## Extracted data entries
★ ★ ★ ★ ★ ★ ★
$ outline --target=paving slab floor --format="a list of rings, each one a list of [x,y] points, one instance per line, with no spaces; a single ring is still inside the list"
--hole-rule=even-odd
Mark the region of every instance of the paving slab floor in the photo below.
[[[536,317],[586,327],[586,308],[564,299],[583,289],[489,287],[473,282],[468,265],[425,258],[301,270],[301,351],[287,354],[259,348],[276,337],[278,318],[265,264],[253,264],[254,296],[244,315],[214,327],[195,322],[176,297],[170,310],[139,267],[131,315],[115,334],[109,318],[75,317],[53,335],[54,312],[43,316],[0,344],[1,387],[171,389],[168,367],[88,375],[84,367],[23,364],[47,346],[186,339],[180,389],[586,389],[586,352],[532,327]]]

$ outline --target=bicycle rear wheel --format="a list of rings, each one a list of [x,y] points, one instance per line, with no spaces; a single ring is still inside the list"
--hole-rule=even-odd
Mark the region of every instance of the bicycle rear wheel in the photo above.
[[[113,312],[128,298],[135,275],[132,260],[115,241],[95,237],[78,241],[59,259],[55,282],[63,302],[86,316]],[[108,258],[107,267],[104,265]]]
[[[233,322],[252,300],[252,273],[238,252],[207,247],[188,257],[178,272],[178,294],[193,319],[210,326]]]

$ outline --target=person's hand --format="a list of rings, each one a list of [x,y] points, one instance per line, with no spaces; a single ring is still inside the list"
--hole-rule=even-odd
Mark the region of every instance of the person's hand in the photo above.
★ ★ ★ ★ ★ ★ ★
## WHAT NEEDS TO BE DONE
Recopy all the lines exactly as they appear.

## OUTPUT BELOW
$ outline --target=paving slab floor --format="a list of rings, each one a list of [x,y] points, one instance per line, with no spaces; a single ring is still inside the list"
--hole-rule=even-odd
Mark the region of every instance of the paving slab floor in the photo below.
[[[536,317],[586,327],[586,308],[564,299],[583,289],[489,287],[473,282],[468,265],[425,258],[301,270],[301,351],[287,354],[259,348],[276,337],[278,318],[265,264],[253,264],[254,296],[244,315],[214,327],[195,322],[176,297],[170,310],[139,267],[131,315],[115,334],[109,318],[75,317],[53,335],[54,312],[43,316],[0,344],[1,387],[171,389],[168,367],[88,375],[84,367],[23,364],[47,346],[186,339],[180,389],[586,389],[586,352],[532,327]]]

$ outline --target=bicycle rear wheel --format="a list of rings, each one a list of [x,y] points, one instance per line, with no spaces; a single ring is still inside the list"
--hole-rule=even-odd
Mark the region of every instance of the bicycle rear wheel in the photo above.
[[[113,312],[128,298],[135,275],[132,260],[115,241],[95,237],[78,241],[59,259],[55,282],[63,302],[86,316]],[[108,258],[107,267],[104,265]]]
[[[233,322],[252,300],[252,273],[238,252],[207,247],[188,257],[178,272],[178,294],[193,319],[210,326]]]

$ outline --target=person's hand --format="a list of rings, each one a list of [x,y] points, one instance per line, with no spaces; a single ring is still inside the list"
--hole-rule=even-odd
Mark the region of every instance of the person's hand in the photo above.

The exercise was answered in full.